Passage.

+---+

///5 Tips for Photoshop Efficiency

5 Tips for Photoshop Efficiency

1. Learn to use keyboard shortcuts for accessing tools

Move your mouse cursor over to the toolbox, scan the toolbox for the
tool you want to use, click on it, move back to your canvas. Is this
what you do to change tools in Photoshop? Switching tools by going back
to the toolbox and selecting your new tool each time takes up precious
seconds that add up to minutes and hours over longer projects .
Becoming familiar with Photoshop’s keyboard shortcuts for accessing
tools shaves off that time and keeps your cursor within the canvas area
so that you don’t have to figure out where you were before you switched
tools.

Keyboard shortcuts for the tools are displayed in a
tooltip along with the name of the tool when you hover over the tool.
In the diagram below, I’ve hovered over the Move tool. The keyboard
short cut shows up in parentheses – in this case, if you’re in
Photoshop and simply hit “v” on your keyboard, you’ll automatically
switch to the Move tool.

Some tools have flyout menu options for selecting from similar
tools. Often, these tools share the same shortcut. In the example
below, you can see that the Brush tool, Pencil tool, and Color
Replacement tool share “b” as the keyboard shortcut. Simply hitting “b”
on your keyboard will switch to whichever tool was previously selected
(in this case, the Brush tool). To switch to the Pencil or Color
Replacement tools, you’ll have to type Shift-B to cycle through the
other tools.

The easiest way to begin learning keyboard shortcuts is to focus on a
couple of the tools that you use most often and practice using the
keyboard shortcuts for them. As you commit them to memory and instinct,
you can add on other tool shortcuts as you go! Here are the ones that I
personally use most often:

  • M – Marquee tools
  • V – Move tool
  • C – Crop tool
  • B – Brush, Pencil tools
  • U – Vector shape tools (rectangle, ellipse, etc.)
  • P – Pen tools
  • A – Direct Selection and Path Selection tools
  • D – Changes the foreground color to black and the background color to white
  • X – Switches the foreground and background colors
  • Q – Changes between Quick Mask and Standard modes

2. Learn more keyboard commands to make your life easier

Photoshop is chock full of other keyboard shortcuts for commands.

+---+

Data excerpt.
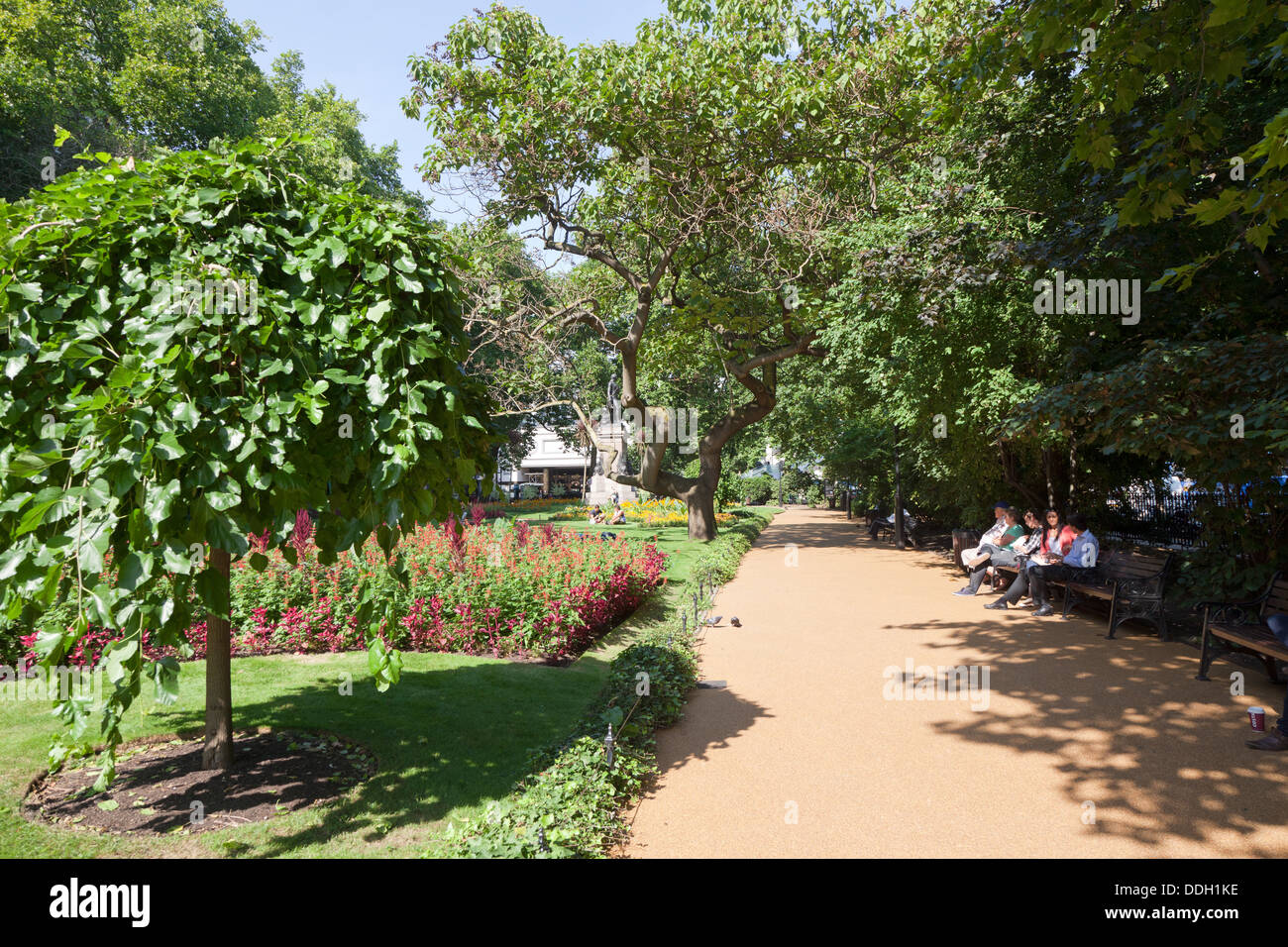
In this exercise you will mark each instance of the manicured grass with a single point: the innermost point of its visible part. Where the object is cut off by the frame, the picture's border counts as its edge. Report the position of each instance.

+---+

Required task 1. According to the Photoshop tips, why might pressing "b" alone fail to bring up the Pencil tool, and what must be pressed instead?
Required task 2.
Decide whether each statement agrees with the Photoshop tips, answering yes or no and quoting the deciding words:
(a) Hovering over a tool shows its keyboard shortcut.
(b) Pressing "D" swaps the foreground and background colors.
(c) The tips advise starting with the shortcuts for a few of your most-used tools.

Correct result 1. Tools in the same flyout menu often share one shortcut, and hitting "b" switches to whichever of them was previously selected, which is the Brush tool in the example. To reach the Pencil tool, you type Shift-B to cycle through the other tools.

Correct result 2.
(a) Yes: "Keyboard shortcuts for the tools are displayed in a tooltip along with the name of the tool when you hover over the tool."
(b) No: "X – Switches the foreground and background colors"
(c) Yes: "The easiest way to begin learning keyboard shortcuts is to focus on a couple of the tools that you use most often"